───── DATA LISTING

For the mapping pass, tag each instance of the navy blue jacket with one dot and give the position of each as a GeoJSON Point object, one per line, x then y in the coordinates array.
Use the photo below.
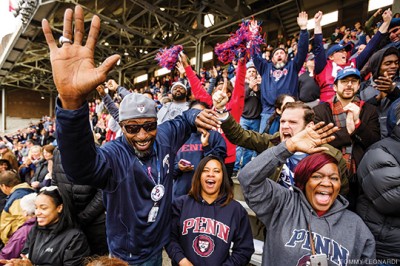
{"type": "Point", "coordinates": [115, 168]}
{"type": "Point", "coordinates": [280, 81]}
{"type": "Point", "coordinates": [203, 233]}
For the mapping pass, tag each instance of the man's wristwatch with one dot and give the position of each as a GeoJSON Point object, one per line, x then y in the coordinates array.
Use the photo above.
{"type": "Point", "coordinates": [221, 111]}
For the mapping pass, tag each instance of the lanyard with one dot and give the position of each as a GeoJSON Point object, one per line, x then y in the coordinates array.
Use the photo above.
{"type": "Point", "coordinates": [148, 169]}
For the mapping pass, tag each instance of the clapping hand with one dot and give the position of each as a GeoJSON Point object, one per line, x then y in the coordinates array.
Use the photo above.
{"type": "Point", "coordinates": [74, 72]}
{"type": "Point", "coordinates": [311, 138]}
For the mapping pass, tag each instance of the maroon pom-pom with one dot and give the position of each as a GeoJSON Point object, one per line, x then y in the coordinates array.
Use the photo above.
{"type": "Point", "coordinates": [169, 56]}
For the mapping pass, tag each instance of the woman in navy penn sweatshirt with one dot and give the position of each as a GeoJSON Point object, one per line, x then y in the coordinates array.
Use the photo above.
{"type": "Point", "coordinates": [207, 221]}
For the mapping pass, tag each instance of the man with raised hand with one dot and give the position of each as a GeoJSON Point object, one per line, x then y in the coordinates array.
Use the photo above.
{"type": "Point", "coordinates": [135, 170]}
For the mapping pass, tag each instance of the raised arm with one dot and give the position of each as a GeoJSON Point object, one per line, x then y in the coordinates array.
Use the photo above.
{"type": "Point", "coordinates": [301, 55]}
{"type": "Point", "coordinates": [319, 51]}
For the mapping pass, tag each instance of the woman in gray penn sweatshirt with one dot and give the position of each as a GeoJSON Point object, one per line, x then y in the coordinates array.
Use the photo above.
{"type": "Point", "coordinates": [314, 206]}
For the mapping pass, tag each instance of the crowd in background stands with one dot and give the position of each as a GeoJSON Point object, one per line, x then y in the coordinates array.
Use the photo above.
{"type": "Point", "coordinates": [32, 152]}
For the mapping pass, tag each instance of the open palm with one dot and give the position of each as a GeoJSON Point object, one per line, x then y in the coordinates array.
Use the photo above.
{"type": "Point", "coordinates": [74, 71]}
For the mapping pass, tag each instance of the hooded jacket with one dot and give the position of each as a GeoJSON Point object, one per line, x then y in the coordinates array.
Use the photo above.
{"type": "Point", "coordinates": [368, 92]}
{"type": "Point", "coordinates": [46, 248]}
{"type": "Point", "coordinates": [203, 233]}
{"type": "Point", "coordinates": [379, 177]}
{"type": "Point", "coordinates": [258, 142]}
{"type": "Point", "coordinates": [17, 241]}
{"type": "Point", "coordinates": [287, 215]}
{"type": "Point", "coordinates": [280, 81]}
{"type": "Point", "coordinates": [126, 184]}
{"type": "Point", "coordinates": [12, 216]}
{"type": "Point", "coordinates": [362, 137]}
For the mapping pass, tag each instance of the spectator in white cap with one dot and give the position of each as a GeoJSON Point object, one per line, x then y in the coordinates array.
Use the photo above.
{"type": "Point", "coordinates": [356, 119]}
{"type": "Point", "coordinates": [17, 240]}
{"type": "Point", "coordinates": [178, 105]}
{"type": "Point", "coordinates": [135, 171]}
{"type": "Point", "coordinates": [327, 64]}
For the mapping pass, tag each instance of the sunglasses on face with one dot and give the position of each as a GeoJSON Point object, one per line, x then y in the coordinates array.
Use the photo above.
{"type": "Point", "coordinates": [134, 129]}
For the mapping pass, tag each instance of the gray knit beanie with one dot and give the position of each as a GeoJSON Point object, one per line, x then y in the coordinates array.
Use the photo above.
{"type": "Point", "coordinates": [136, 105]}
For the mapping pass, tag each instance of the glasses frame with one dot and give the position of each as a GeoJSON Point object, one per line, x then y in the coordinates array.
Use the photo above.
{"type": "Point", "coordinates": [135, 128]}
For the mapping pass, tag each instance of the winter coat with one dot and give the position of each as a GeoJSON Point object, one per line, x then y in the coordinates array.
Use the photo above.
{"type": "Point", "coordinates": [287, 215]}
{"type": "Point", "coordinates": [67, 248]}
{"type": "Point", "coordinates": [363, 136]}
{"type": "Point", "coordinates": [379, 177]}
{"type": "Point", "coordinates": [17, 241]}
{"type": "Point", "coordinates": [280, 81]}
{"type": "Point", "coordinates": [258, 142]}
{"type": "Point", "coordinates": [124, 179]}
{"type": "Point", "coordinates": [12, 216]}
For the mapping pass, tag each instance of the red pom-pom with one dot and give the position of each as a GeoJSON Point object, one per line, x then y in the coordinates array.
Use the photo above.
{"type": "Point", "coordinates": [245, 42]}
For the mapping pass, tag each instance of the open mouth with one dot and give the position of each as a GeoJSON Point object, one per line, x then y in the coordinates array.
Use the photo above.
{"type": "Point", "coordinates": [323, 197]}
{"type": "Point", "coordinates": [286, 135]}
{"type": "Point", "coordinates": [142, 145]}
{"type": "Point", "coordinates": [210, 183]}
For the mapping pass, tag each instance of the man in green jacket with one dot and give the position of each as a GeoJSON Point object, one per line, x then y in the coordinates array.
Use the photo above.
{"type": "Point", "coordinates": [295, 117]}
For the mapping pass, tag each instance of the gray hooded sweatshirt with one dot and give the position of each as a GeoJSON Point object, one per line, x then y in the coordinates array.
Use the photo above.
{"type": "Point", "coordinates": [286, 214]}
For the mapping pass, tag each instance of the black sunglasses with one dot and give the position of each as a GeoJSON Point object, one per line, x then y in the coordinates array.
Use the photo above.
{"type": "Point", "coordinates": [134, 129]}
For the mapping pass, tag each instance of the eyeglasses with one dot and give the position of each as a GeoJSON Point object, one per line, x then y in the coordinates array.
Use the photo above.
{"type": "Point", "coordinates": [134, 129]}
{"type": "Point", "coordinates": [347, 81]}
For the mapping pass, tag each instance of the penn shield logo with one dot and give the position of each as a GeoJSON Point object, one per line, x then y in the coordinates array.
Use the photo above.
{"type": "Point", "coordinates": [141, 108]}
{"type": "Point", "coordinates": [203, 245]}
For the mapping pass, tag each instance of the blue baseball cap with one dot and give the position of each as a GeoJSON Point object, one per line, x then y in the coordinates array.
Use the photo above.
{"type": "Point", "coordinates": [347, 71]}
{"type": "Point", "coordinates": [337, 47]}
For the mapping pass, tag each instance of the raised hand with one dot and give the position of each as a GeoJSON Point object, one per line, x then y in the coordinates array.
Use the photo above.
{"type": "Point", "coordinates": [220, 99]}
{"type": "Point", "coordinates": [204, 138]}
{"type": "Point", "coordinates": [112, 85]}
{"type": "Point", "coordinates": [311, 138]}
{"type": "Point", "coordinates": [179, 66]}
{"type": "Point", "coordinates": [207, 120]}
{"type": "Point", "coordinates": [387, 17]}
{"type": "Point", "coordinates": [302, 20]}
{"type": "Point", "coordinates": [317, 21]}
{"type": "Point", "coordinates": [214, 72]}
{"type": "Point", "coordinates": [101, 90]}
{"type": "Point", "coordinates": [74, 72]}
{"type": "Point", "coordinates": [318, 17]}
{"type": "Point", "coordinates": [184, 59]}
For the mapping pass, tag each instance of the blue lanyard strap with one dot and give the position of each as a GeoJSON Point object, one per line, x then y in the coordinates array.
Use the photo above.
{"type": "Point", "coordinates": [148, 169]}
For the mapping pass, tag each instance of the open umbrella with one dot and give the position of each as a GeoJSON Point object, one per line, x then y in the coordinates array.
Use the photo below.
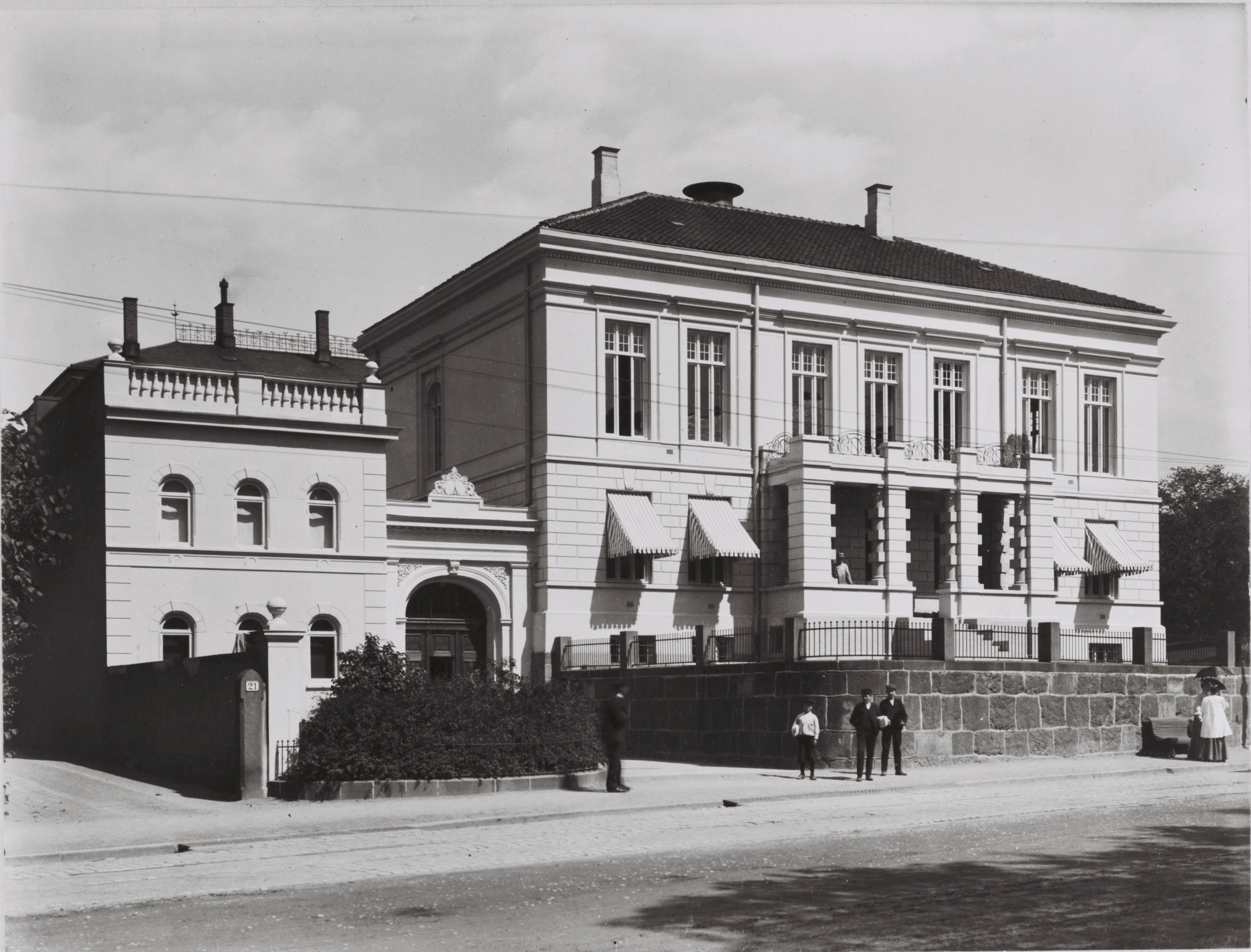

──────────

#### [GIVEN REQUEST]
Report every line above that contains the word "sweatshirt", copying each one in full.

#### [TASK OUTPUT]
For the mapping pass, tag each instance of the woman in navy penn sweatshirt with one dot and give the position of each as a GeoJSON Point object, one per line, x then y in the coordinates array.
For the mapping pass, tag each instance of the woman in gray penn sweatshirt with one dot and give the position of each as a GeoJSON Point object, one per line, x then y in the coordinates array.
For the mapping pass, tag each instance of the gray hooded sweatshirt with one dot and give the position of each as a GeoJSON Point object, one per line, x then y in the coordinates array.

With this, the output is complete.